## Task to carry out
Repeat exactly the lines of the listing from the line containing "Thanks for the photo. Could you please mark the paved" through its last line, and nothing beyond them.

## Source material
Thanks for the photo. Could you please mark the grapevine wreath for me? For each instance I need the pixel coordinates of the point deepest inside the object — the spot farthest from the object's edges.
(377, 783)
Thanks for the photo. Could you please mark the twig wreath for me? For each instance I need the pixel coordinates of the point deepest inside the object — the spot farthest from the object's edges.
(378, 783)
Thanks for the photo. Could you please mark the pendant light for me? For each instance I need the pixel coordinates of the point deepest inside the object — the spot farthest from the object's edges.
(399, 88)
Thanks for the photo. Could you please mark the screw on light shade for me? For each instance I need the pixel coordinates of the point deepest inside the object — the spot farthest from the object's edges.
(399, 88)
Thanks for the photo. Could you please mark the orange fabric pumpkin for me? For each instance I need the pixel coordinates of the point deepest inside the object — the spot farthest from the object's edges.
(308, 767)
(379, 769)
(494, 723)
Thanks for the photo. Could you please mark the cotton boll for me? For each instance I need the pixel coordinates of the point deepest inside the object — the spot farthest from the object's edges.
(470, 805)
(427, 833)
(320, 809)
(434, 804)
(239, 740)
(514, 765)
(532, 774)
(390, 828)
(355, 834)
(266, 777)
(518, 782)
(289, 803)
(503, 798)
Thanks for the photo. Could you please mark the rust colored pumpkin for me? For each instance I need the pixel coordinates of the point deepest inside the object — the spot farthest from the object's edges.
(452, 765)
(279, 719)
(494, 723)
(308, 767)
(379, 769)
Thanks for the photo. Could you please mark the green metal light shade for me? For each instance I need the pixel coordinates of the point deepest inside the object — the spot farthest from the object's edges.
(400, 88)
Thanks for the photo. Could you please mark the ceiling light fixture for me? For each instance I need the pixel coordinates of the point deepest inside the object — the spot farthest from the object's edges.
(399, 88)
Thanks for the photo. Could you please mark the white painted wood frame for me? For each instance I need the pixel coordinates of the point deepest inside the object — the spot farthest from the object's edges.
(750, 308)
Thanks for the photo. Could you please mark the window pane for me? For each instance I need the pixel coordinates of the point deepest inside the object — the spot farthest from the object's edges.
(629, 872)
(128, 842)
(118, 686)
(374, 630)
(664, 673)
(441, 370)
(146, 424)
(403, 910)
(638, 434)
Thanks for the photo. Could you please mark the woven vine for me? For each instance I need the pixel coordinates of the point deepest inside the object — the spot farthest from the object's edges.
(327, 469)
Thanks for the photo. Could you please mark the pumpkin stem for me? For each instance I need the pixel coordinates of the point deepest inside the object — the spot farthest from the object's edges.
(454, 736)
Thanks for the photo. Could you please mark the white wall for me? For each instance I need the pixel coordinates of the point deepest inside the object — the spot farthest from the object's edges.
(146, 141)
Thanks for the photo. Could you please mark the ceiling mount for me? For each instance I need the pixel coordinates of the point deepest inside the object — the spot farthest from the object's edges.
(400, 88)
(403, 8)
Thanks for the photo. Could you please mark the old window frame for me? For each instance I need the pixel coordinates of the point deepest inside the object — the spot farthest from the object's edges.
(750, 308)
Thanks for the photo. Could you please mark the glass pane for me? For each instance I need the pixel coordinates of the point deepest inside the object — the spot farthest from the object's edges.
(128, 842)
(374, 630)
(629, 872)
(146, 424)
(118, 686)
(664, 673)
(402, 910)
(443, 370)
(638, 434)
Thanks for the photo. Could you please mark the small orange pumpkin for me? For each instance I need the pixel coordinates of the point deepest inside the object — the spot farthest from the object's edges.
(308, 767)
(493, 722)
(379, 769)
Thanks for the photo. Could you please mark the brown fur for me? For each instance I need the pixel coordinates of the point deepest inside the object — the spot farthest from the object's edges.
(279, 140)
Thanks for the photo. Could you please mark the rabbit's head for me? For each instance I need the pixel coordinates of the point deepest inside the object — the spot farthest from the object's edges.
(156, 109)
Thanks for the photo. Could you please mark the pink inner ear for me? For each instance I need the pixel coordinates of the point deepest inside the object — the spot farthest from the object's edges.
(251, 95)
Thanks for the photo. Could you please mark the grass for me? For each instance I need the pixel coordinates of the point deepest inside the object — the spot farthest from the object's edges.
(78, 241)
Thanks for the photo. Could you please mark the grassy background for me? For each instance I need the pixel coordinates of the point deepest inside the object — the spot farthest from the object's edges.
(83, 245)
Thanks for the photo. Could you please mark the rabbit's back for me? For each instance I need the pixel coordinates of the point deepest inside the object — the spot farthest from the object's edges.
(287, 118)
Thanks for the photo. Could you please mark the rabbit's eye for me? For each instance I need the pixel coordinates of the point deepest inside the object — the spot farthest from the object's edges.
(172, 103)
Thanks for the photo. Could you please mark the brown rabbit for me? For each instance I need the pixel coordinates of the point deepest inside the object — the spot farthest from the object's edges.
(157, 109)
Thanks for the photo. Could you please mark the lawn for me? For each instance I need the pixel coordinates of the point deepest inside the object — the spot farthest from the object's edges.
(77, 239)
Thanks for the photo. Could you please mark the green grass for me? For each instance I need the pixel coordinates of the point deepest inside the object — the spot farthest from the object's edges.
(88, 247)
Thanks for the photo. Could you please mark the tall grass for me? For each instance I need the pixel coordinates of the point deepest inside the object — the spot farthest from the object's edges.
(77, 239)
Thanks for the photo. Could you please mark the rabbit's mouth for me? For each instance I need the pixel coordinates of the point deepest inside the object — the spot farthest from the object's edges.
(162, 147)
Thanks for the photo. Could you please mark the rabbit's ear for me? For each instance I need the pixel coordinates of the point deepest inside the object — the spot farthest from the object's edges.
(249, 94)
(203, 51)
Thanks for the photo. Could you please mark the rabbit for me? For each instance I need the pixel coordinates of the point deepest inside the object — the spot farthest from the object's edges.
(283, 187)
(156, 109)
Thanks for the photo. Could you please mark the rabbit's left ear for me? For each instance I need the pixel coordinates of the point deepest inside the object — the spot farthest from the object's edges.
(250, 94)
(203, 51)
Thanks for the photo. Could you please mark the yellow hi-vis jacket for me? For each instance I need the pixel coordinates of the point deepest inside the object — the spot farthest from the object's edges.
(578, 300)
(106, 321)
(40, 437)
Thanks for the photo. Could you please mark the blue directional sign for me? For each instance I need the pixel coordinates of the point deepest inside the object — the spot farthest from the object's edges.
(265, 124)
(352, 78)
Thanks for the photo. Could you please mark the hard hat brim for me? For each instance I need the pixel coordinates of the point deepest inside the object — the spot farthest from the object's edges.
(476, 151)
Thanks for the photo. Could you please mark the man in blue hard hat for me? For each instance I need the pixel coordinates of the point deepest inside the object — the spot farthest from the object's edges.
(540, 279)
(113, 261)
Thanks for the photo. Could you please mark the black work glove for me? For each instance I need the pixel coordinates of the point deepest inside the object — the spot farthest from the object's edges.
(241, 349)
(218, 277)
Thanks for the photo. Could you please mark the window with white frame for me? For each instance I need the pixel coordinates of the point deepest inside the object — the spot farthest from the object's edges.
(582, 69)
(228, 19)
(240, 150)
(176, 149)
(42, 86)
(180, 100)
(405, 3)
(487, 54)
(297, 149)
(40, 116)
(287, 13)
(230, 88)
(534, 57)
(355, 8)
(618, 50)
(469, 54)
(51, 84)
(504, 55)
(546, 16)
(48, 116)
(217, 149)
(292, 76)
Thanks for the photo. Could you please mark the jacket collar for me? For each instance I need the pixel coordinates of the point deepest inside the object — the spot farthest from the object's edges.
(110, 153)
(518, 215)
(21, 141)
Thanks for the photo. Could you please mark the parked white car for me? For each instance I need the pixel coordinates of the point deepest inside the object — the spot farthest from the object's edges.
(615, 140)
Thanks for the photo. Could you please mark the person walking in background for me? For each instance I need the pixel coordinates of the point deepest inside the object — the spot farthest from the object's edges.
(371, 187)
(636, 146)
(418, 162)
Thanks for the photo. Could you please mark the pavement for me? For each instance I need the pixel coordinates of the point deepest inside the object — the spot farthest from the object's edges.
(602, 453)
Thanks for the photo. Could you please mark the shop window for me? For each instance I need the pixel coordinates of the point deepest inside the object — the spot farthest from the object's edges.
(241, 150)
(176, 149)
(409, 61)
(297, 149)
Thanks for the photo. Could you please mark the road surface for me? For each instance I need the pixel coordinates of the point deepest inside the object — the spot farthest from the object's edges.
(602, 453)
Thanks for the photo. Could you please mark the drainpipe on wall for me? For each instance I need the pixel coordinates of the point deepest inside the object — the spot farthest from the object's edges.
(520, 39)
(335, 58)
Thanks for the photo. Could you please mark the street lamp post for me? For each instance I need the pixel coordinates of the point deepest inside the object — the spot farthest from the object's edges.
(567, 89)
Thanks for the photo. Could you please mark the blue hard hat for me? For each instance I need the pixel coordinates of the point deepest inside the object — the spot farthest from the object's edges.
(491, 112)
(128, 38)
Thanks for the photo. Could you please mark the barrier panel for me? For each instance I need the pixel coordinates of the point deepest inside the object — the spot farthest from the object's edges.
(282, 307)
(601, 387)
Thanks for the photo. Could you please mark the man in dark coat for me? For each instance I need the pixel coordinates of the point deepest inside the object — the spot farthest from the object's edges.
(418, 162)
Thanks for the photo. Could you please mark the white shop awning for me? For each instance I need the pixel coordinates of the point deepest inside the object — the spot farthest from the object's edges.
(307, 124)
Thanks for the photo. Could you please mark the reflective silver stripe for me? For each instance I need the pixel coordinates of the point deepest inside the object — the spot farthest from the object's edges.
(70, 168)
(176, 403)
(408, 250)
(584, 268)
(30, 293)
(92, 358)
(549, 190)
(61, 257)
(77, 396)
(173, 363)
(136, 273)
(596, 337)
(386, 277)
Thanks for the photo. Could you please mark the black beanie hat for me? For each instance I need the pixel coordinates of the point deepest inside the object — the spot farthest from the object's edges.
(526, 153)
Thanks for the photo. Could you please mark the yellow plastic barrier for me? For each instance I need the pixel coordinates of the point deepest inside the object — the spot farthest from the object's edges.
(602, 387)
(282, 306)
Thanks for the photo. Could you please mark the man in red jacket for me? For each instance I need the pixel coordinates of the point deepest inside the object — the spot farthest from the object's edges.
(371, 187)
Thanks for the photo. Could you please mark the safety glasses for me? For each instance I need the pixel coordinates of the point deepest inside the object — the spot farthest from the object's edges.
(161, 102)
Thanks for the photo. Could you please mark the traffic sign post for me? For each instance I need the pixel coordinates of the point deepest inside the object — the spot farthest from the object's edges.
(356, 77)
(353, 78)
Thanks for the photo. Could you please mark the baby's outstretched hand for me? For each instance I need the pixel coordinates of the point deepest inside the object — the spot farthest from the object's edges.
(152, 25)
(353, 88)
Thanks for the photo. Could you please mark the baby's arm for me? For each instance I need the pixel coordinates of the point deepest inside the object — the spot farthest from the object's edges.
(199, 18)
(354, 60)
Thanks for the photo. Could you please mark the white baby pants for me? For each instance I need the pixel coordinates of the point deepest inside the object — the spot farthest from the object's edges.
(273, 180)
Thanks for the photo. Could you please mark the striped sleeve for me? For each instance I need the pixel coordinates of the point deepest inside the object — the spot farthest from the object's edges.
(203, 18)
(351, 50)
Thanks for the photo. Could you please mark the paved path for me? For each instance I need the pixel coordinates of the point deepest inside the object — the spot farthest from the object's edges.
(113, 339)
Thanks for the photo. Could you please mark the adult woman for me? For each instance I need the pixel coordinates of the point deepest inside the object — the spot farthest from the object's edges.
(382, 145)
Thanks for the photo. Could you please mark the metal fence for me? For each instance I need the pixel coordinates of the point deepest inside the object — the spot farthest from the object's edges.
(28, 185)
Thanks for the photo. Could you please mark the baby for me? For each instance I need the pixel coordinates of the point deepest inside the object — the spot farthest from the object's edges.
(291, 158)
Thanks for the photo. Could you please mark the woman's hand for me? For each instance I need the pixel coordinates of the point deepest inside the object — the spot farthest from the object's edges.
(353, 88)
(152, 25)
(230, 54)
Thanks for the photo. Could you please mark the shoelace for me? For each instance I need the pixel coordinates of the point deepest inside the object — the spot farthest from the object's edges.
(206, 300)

## The reply
Thanks for the photo. Could you please mark the paved path for me? For each instance I need the pixel coordinates of the point deepest inside the object — the spot farthest from the object's edges.
(113, 339)
Thanks for the photo. Could you please mark the adult woman for me? For each instance I need the pixel coordinates of the point deepest inside the object — the spot farthest from the object's edges.
(382, 145)
Thanks for the photo. Could you please mark the metal fence for me? For each instance I need the pixel coordinates of the point deepest inside the object — the spot farthest from the object's edges.
(28, 185)
Thanks for the photo. Could you please mark the baby for me? For each instance I need the pixel coordinates of the point deepest inside the object — the spot farthest from the object's edges.
(291, 158)
Thanks for the photo. Could you please mark the woman's hand for me? For each instance I need the pixel coordinates of the point deepest inside the object — the spot farthest from the object's edges.
(353, 88)
(152, 25)
(230, 54)
Thanks for the photo. Could you please mark the shoelace for me? For each instance I need the pixel coordinates of the point deepest inside the object — the spot farthest from the object's edges.
(206, 300)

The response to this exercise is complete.